> _Texte extrait_:
^^^^^^^^

Question soumise le 20 mars 2018

Mme Aude Luquet attire l'attention de Mme la garde des sceaux, ministre de la justice, sur l'application de la loi n° 2016-339 du 22 mars 2016 relative à la prévention et à la lutte contre les incivilités, contre les atteintes à la sécurité publique et contre les actes terroristes dans les transports collectifs de voyageurs. L'article 21 prévoit que les agents des services de sécurité interne, spécialement désignés par le transporteur, peuvent interdire à toute personne dont le comportement est susceptible, soit de compromettre la sécurité des personnes, soit de troubler l'ordre public, l'accès du véhicule ou la contraindre à en descendre ou à quitter sans délai les espaces, gares ou stations et, en tant que de besoin, requérir l'assistance de la force publique. Or les transporteurs regrettent que la justice n'utilise pas tous les moyens mis à sa disposition pour lutter contre la petite délinquance, source d'insécurité et de sentiment d'insécurité, notamment avec la possibilité pour un magistrat d'interdire aux délinquants multirécidivistes de paraître dans les gares ou sur les lignes où ils commettent habituellement leurs méfaits. Aussi, cette interdiction de paraître n'étant que très rarement prononcée, elle lui demande si elle entend adresser à l'ensemble des magistrats, une directive pénale les incitant à utiliser davantage l'interdiction de paraître dans des gares ou sur des lignes à l'encontre des délinquants récidivistes qui ont l'habitude d'y sévir.

^^^^^^^^

> _Consigne_:
Répondez à ces questions sur le texte extrait :
(a) Quel est le numéro de la loi citée, et de quand date-t-elle ?
(b) D'après l'article 21, qui peut interdire à une personne l'accès du véhicule ?
(c) Quelle mesure est dite « très rarement prononcée » ?

> _Données fournies_:
^^^^^^^^

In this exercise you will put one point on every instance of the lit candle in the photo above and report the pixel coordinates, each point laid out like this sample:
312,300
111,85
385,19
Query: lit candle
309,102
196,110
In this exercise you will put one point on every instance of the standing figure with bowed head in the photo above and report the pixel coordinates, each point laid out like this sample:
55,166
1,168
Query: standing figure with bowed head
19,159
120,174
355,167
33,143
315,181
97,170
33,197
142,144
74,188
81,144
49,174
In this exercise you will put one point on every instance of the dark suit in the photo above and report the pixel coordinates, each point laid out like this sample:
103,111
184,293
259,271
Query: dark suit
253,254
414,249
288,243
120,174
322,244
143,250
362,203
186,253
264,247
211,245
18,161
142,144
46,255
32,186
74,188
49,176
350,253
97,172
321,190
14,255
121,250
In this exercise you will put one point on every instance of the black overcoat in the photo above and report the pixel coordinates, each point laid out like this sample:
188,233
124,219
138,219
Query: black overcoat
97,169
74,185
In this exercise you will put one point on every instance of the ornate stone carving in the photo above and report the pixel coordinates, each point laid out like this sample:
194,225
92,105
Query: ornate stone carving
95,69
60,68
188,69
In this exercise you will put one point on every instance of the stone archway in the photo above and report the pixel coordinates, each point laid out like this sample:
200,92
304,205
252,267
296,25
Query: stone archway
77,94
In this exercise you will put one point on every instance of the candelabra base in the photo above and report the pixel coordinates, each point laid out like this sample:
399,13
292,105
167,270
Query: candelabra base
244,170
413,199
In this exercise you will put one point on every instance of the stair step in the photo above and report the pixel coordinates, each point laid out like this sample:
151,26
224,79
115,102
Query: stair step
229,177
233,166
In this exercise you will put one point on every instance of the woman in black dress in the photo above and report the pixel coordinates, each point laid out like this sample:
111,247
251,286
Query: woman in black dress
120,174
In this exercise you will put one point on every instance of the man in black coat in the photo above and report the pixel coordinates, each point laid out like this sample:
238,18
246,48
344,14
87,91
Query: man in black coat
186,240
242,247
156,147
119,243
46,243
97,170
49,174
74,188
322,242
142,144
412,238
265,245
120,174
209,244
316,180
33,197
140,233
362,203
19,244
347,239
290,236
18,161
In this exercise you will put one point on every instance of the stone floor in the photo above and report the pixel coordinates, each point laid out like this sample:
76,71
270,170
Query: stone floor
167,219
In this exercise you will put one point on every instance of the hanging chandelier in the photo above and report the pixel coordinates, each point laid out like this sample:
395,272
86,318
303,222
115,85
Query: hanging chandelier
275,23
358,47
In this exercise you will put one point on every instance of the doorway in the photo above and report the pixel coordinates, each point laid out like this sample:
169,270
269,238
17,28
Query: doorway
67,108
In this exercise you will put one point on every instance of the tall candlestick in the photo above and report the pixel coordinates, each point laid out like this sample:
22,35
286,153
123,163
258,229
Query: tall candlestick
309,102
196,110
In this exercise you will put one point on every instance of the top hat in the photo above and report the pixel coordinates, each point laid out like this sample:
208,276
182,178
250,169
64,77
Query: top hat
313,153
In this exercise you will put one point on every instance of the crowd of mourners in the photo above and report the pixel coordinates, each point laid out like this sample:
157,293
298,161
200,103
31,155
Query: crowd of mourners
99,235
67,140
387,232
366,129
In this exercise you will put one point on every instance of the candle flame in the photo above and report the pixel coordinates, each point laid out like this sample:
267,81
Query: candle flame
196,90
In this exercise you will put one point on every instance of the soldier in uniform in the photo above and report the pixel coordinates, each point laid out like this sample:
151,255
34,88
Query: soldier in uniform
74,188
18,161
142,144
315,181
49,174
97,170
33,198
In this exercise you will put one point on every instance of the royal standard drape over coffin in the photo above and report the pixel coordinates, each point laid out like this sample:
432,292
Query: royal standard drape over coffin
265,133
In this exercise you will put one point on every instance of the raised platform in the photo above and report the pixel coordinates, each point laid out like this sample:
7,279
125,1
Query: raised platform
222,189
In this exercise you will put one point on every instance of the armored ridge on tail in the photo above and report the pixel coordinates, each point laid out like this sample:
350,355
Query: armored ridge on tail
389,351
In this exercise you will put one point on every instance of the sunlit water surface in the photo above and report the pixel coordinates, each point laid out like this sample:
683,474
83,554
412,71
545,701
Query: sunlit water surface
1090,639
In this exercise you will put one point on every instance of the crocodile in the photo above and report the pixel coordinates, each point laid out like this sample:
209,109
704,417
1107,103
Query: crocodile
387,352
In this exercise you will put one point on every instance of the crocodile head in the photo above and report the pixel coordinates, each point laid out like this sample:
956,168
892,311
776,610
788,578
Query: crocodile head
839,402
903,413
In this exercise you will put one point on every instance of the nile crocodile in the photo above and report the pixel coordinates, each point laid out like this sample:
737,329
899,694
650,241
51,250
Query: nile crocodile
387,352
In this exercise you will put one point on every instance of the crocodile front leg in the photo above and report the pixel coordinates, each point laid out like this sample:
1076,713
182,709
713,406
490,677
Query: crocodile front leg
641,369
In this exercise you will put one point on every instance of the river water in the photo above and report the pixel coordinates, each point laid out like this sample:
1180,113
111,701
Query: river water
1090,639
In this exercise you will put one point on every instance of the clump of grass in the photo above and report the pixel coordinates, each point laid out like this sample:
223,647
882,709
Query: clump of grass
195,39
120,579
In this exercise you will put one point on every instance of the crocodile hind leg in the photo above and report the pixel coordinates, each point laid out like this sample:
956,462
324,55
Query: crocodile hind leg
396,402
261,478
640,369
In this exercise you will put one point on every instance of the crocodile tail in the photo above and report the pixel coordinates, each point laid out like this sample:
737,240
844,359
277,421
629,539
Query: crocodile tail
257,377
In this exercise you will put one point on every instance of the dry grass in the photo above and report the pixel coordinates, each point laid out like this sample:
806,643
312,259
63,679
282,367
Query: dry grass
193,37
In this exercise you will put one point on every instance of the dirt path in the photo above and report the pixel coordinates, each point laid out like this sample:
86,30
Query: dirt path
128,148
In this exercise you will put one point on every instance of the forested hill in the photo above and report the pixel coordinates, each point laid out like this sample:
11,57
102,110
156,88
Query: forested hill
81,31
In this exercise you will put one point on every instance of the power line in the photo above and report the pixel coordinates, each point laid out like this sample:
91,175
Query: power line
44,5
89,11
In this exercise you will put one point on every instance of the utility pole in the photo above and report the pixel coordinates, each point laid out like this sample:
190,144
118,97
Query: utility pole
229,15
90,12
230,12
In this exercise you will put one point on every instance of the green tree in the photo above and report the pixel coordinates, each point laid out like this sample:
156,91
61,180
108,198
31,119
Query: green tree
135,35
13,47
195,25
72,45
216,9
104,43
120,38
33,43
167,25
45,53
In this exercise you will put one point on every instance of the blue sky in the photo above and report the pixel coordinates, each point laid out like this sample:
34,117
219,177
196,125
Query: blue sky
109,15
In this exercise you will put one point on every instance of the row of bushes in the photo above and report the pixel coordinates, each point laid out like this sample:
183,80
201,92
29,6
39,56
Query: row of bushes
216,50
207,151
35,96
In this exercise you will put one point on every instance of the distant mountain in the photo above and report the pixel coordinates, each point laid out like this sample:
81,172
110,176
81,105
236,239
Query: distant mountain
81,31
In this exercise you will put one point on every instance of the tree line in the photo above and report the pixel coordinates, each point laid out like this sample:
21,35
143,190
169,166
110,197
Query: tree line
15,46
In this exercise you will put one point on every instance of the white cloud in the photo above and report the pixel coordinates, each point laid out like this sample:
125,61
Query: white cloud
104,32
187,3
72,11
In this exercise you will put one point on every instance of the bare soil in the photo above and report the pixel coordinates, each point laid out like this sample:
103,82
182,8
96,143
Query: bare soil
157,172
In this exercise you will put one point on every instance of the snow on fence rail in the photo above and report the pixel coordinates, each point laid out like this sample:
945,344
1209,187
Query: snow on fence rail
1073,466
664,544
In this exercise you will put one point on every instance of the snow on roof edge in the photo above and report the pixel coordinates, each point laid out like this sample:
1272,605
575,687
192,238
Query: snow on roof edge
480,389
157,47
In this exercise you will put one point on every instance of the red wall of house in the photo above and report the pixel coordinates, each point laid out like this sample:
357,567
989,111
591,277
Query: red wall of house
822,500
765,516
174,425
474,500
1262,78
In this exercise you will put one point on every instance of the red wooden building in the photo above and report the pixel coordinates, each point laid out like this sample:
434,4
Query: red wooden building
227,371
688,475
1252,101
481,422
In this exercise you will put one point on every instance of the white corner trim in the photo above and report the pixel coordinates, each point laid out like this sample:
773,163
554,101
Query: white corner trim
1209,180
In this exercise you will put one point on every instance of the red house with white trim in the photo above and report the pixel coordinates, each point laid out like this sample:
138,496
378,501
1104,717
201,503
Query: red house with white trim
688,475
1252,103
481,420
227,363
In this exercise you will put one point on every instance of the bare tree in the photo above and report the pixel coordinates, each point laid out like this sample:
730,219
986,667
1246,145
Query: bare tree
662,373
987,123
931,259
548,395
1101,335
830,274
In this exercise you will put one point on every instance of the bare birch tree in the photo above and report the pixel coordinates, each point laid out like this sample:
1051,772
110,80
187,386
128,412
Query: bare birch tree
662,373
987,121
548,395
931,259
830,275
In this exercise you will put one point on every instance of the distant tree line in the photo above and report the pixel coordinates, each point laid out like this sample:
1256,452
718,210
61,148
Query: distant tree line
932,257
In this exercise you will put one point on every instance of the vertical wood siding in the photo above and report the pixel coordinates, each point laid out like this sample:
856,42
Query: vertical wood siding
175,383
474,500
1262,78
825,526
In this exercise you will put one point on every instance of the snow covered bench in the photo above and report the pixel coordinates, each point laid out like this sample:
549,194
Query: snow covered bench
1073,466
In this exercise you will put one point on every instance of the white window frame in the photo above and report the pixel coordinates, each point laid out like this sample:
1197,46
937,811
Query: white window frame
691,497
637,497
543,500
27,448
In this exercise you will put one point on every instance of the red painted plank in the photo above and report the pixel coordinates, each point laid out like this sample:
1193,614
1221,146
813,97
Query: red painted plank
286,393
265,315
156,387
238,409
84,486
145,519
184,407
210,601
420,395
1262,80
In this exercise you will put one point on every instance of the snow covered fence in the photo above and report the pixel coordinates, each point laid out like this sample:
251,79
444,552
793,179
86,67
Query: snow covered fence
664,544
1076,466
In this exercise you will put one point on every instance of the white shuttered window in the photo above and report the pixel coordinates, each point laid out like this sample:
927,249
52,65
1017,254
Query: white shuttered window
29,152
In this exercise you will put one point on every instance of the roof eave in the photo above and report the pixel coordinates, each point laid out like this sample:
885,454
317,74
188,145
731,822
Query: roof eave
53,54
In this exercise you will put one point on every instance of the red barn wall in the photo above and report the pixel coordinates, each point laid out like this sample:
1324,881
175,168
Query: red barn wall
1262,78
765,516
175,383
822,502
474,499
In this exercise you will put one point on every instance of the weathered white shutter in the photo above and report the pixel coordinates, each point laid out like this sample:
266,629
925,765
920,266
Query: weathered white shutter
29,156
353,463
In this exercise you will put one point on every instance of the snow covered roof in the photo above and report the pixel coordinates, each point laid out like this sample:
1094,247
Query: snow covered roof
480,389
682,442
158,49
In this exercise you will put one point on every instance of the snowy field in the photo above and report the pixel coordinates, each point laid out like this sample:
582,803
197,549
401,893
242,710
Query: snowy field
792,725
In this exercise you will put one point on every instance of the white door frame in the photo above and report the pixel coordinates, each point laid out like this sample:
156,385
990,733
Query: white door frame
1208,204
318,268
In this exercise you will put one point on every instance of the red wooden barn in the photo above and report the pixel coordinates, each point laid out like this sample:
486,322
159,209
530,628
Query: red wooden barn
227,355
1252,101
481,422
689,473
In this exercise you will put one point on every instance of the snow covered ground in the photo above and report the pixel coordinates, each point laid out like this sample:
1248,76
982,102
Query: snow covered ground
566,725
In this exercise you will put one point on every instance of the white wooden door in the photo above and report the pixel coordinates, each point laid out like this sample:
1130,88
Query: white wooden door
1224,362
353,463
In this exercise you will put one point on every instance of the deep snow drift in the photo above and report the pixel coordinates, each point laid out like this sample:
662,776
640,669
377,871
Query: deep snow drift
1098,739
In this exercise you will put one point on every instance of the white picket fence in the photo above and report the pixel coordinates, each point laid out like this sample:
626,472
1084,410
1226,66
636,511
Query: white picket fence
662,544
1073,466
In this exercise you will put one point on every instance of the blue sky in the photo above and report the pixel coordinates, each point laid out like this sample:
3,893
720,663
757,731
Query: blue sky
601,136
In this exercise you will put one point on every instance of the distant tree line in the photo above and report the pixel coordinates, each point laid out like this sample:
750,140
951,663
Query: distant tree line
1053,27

^^^^^^^^

> _Corrigé_:
(a) Il s'agit de la loi n° 2016-339 du 22 mars 2016.
(b) Ce sont les agents des services de sécurité interne spécialement désignés par le transporteur.
(c) C'est l'interdiction de paraître dans les gares ou sur les lignes.